Editorial: Getting Committed to ESG and Sustainability

Analysis

Photo by Black Salmon / Shutterstock.com

About eight years ago, I had a startling meeting with a former senior executive at a real estate consultancy firm who was dismissive of the rationale behind green accreditation.

He argued that developers weren’t seeking certification because they wanted it but because they felt they had to. Budapest was still very price sensitive, and he did not believe a tenant would choose a building that had recycled wastewater or solar panels, for example, over one that did not, once they saw the price difference.

I was reminded of this conversation when I sat down for a lengthy interview with Tibor Massányi, the managing partner of the DVM group, which you can read on page 14. Massányi, whose company has long been a green pioneer, wasn’t cynical about certification but passionate, and yet he made what struck me as a familiar point about ESG (environmental, social and governance), the current buzzword in the construction industry.

## Task 1
Turn the rows below into a Markdown table with the columns No. and Text, starting at the first row after the opening picture and ending at the line containing "[[77, 407]]". Skip blank lines and leave the pictures out.

## Records supplied
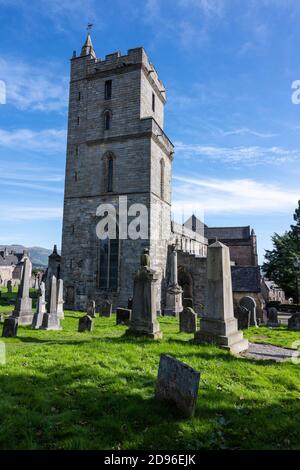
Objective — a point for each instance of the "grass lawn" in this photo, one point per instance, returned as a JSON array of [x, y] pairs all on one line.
[[69, 390]]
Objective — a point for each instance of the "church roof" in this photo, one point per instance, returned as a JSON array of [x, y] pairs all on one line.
[[245, 278], [10, 258], [227, 233], [87, 48]]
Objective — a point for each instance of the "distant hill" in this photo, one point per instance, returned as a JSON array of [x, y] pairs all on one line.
[[38, 255]]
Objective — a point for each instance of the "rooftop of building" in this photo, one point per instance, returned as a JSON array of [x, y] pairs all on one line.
[[245, 278], [116, 60], [10, 258], [228, 233]]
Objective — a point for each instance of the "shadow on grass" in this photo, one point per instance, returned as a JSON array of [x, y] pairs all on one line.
[[77, 407]]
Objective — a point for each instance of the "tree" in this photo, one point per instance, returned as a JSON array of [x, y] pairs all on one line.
[[278, 264]]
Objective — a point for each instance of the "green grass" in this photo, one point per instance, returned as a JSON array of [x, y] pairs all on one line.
[[69, 390]]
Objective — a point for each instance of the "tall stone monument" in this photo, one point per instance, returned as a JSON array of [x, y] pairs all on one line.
[[60, 299], [40, 308], [249, 304], [50, 318], [23, 309], [143, 318], [219, 326], [174, 291]]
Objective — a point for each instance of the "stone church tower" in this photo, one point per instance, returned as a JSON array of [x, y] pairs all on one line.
[[116, 148]]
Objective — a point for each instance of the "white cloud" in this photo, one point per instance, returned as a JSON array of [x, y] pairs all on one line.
[[247, 131], [209, 8], [36, 88], [65, 15], [18, 213], [45, 141], [239, 196], [252, 155]]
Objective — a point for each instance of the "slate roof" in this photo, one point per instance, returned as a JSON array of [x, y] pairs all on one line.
[[10, 258], [245, 278], [227, 233]]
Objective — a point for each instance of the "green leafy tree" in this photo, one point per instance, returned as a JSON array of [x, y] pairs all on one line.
[[278, 264]]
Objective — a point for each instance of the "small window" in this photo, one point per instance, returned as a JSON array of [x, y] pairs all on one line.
[[162, 179], [107, 121], [108, 89], [110, 172]]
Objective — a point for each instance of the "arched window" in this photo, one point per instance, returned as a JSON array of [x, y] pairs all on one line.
[[107, 121], [110, 174], [108, 262], [107, 115], [162, 179]]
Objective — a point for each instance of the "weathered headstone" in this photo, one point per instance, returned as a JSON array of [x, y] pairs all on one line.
[[187, 320], [36, 284], [178, 384], [10, 327], [23, 309], [106, 309], [40, 308], [273, 317], [242, 315], [188, 302], [219, 326], [50, 318], [294, 322], [91, 308], [250, 304], [85, 324], [144, 315], [9, 287], [60, 299], [123, 316], [174, 291]]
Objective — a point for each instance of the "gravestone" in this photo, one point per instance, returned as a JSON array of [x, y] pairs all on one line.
[[187, 320], [188, 302], [273, 317], [36, 282], [40, 308], [174, 291], [10, 327], [91, 308], [177, 384], [106, 309], [294, 322], [85, 324], [23, 308], [50, 318], [9, 287], [219, 326], [242, 315], [123, 316], [60, 300], [144, 314], [250, 304]]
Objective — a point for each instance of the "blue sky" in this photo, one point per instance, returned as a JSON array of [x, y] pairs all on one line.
[[228, 67]]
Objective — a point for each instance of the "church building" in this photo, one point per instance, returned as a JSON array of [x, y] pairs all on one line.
[[118, 153]]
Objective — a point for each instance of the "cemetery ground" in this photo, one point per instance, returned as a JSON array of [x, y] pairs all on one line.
[[70, 390]]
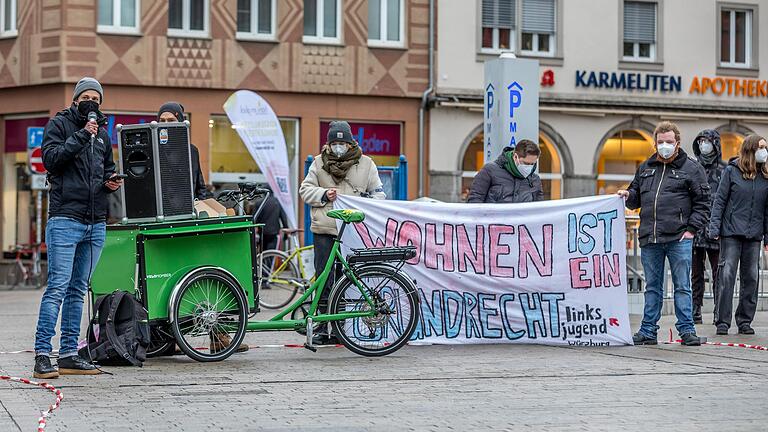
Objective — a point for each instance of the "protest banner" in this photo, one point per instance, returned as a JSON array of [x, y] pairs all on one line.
[[550, 272]]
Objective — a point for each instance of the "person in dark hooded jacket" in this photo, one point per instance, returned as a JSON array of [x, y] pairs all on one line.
[[706, 147], [174, 112], [77, 153], [740, 220], [511, 178]]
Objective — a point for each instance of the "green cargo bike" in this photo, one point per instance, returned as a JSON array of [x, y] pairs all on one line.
[[200, 280]]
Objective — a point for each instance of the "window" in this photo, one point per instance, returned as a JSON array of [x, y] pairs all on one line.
[[8, 18], [119, 16], [639, 31], [735, 37], [188, 18], [256, 19], [385, 23], [538, 30], [498, 25], [322, 21]]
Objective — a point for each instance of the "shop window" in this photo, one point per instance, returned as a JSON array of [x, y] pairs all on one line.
[[230, 161], [639, 31], [8, 18], [538, 29], [549, 167], [620, 157], [256, 19], [735, 37], [386, 23], [731, 144], [498, 25], [188, 18], [322, 21], [119, 16]]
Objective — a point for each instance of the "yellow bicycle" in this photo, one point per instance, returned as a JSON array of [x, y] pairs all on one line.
[[285, 274]]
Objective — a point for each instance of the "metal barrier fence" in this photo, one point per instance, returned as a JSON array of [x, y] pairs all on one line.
[[636, 276]]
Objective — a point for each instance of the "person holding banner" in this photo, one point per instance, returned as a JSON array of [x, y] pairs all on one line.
[[341, 169], [740, 221], [673, 194], [510, 178]]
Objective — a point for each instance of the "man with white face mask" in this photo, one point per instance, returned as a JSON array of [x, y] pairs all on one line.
[[707, 149], [673, 194], [341, 169], [511, 178]]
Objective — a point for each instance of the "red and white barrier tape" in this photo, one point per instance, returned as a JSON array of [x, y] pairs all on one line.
[[43, 420]]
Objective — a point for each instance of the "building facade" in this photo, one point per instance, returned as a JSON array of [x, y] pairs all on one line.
[[313, 60], [610, 71]]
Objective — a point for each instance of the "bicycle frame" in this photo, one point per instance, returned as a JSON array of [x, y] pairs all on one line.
[[279, 323]]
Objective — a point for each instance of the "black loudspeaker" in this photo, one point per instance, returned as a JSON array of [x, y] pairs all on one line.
[[157, 159]]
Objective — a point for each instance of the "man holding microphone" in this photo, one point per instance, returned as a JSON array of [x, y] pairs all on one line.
[[77, 153]]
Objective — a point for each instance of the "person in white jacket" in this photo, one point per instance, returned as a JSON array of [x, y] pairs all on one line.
[[341, 169]]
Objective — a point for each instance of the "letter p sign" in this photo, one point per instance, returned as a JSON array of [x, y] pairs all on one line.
[[515, 97]]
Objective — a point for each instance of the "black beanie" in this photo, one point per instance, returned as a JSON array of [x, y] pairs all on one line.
[[174, 108], [340, 131]]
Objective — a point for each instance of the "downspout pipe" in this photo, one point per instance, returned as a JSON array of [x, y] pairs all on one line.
[[425, 100]]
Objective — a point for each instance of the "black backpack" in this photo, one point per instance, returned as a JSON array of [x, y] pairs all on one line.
[[123, 335]]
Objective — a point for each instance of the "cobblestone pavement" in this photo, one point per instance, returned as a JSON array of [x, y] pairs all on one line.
[[462, 388]]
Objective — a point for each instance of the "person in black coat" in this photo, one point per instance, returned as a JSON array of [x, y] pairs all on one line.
[[673, 194], [706, 147], [511, 178], [174, 112], [740, 221]]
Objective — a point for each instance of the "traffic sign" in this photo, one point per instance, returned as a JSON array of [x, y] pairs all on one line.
[[34, 137], [36, 161]]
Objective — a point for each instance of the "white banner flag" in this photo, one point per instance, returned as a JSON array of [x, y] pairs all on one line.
[[552, 272], [256, 123]]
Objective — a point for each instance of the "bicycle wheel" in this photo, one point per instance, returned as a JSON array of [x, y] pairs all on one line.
[[13, 277], [209, 316], [161, 342], [278, 286], [395, 300]]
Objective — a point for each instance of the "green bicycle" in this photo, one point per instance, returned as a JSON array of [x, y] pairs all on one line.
[[200, 282]]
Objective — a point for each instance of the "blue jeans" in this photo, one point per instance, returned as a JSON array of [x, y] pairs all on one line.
[[70, 263], [654, 257]]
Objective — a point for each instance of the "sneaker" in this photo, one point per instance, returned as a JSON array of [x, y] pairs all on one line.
[[641, 339], [746, 329], [689, 339], [697, 315], [75, 365], [223, 341], [44, 369]]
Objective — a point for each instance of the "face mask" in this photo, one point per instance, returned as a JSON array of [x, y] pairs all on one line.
[[665, 150], [339, 149], [525, 170], [85, 107], [706, 147], [761, 155]]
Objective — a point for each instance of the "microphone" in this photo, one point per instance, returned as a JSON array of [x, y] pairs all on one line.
[[92, 117]]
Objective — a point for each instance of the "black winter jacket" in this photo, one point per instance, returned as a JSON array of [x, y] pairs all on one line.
[[740, 206], [673, 198], [77, 172], [713, 171], [494, 184]]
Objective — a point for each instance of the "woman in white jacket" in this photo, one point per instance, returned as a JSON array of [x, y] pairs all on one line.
[[341, 169]]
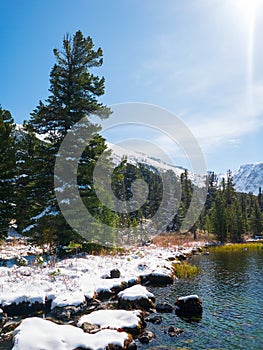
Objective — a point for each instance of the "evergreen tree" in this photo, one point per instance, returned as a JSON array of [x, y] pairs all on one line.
[[74, 95], [219, 218], [7, 170]]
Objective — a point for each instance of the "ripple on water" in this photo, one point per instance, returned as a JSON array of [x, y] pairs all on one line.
[[231, 289]]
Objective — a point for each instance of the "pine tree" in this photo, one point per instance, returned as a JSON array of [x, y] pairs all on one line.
[[74, 95], [7, 170], [219, 217]]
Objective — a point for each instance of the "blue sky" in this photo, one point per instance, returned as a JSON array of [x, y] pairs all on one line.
[[199, 59]]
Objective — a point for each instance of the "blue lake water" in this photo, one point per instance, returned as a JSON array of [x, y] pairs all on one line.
[[231, 289]]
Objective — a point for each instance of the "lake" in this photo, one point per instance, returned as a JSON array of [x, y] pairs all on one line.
[[231, 289]]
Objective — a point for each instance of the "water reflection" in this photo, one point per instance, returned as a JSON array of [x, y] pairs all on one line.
[[230, 287]]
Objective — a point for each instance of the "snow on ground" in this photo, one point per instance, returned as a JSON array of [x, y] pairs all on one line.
[[50, 336], [112, 318], [69, 280], [135, 292]]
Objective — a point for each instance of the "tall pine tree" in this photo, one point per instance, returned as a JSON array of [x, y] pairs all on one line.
[[7, 170], [74, 95]]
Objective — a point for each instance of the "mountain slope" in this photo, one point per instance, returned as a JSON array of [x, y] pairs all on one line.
[[249, 177]]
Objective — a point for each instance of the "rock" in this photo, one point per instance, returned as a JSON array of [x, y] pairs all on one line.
[[89, 327], [154, 319], [174, 331], [132, 346], [157, 279], [170, 258], [131, 322], [136, 297], [105, 294], [66, 313], [146, 337], [189, 306], [180, 256], [24, 308], [114, 273], [164, 307], [118, 288]]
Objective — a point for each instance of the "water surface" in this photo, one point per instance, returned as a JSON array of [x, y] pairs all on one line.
[[231, 289]]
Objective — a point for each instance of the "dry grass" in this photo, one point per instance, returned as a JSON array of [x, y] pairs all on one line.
[[178, 239], [184, 270], [238, 246]]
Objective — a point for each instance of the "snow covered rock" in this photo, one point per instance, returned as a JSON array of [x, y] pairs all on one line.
[[35, 334], [157, 279], [189, 306], [163, 307], [146, 337], [136, 297], [66, 306], [128, 321]]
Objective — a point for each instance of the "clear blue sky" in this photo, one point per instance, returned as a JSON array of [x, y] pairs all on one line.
[[200, 59]]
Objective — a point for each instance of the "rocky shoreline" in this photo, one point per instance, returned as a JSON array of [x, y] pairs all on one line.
[[105, 298]]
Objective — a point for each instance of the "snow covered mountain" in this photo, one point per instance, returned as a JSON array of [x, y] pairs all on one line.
[[249, 177], [154, 164]]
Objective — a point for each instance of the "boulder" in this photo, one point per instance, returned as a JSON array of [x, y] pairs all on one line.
[[154, 319], [136, 297], [146, 337], [66, 313], [174, 331], [164, 307], [189, 306], [23, 308], [157, 279]]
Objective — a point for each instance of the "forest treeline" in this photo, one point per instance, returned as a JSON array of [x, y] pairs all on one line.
[[28, 154]]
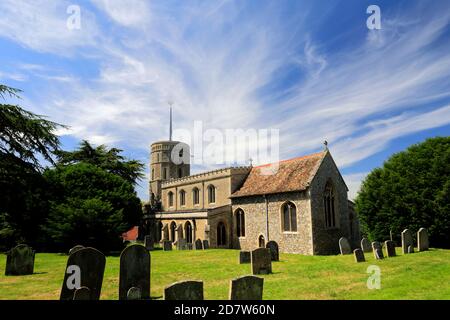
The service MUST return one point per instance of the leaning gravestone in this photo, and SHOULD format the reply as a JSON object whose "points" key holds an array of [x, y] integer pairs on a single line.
{"points": [[359, 255], [377, 250], [390, 248], [261, 261], [422, 240], [19, 261], [134, 271], [365, 245], [184, 290], [85, 268], [274, 252], [246, 288], [344, 246], [244, 257], [406, 240], [198, 244]]}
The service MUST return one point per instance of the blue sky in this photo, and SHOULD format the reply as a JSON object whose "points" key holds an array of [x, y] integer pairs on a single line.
{"points": [[311, 69]]}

## Task 2
Answer these questions from the editorial on ESG and sustainability:
(a) According to the former executive, why were developers seeking certification?
(b) On what page can the interview with Tibor Massányi be read?
(c) What does ESG stand for?

## Written answer 1
| No. | Text |
|---|---|
| 1 | Objective — a point for each instance of the "grass lawn" in this photo, one point per instance, returned as a JSON array of [x, y] pairs all on one line. |
| 2 | [[69, 390]] |
| 3 | Objective — a point for each instance of the "church roof" in this photo, one point per instance, returned as a JSON array of [x, y] pairs all on one line. |
| 4 | [[245, 278], [10, 258], [227, 233], [87, 48]] |
| 5 | Objective — a point for each instance of the "distant hill" in this photo, one point per instance, returned as a JSON array of [x, y] pairs all on one line. |
| 6 | [[38, 255]] |
| 7 | Objective — a point for each instance of the "rooftop of building" in this photo, one point per instance, returned as a JSON array of [x, y] pairs all on one line. |
| 8 | [[245, 278], [116, 60], [10, 258], [228, 233]] |
| 9 | Objective — a point for each instance of the "shadow on grass" in this photo, one point per instance, returned as a JSON array of [x, y] pairs all on one line. |
| 10 | [[77, 407]] |

## Written answer 2
(a) Because they felt they had to, not because they wanted it.
(b) Page 14.
(c) Environmental, social and governance.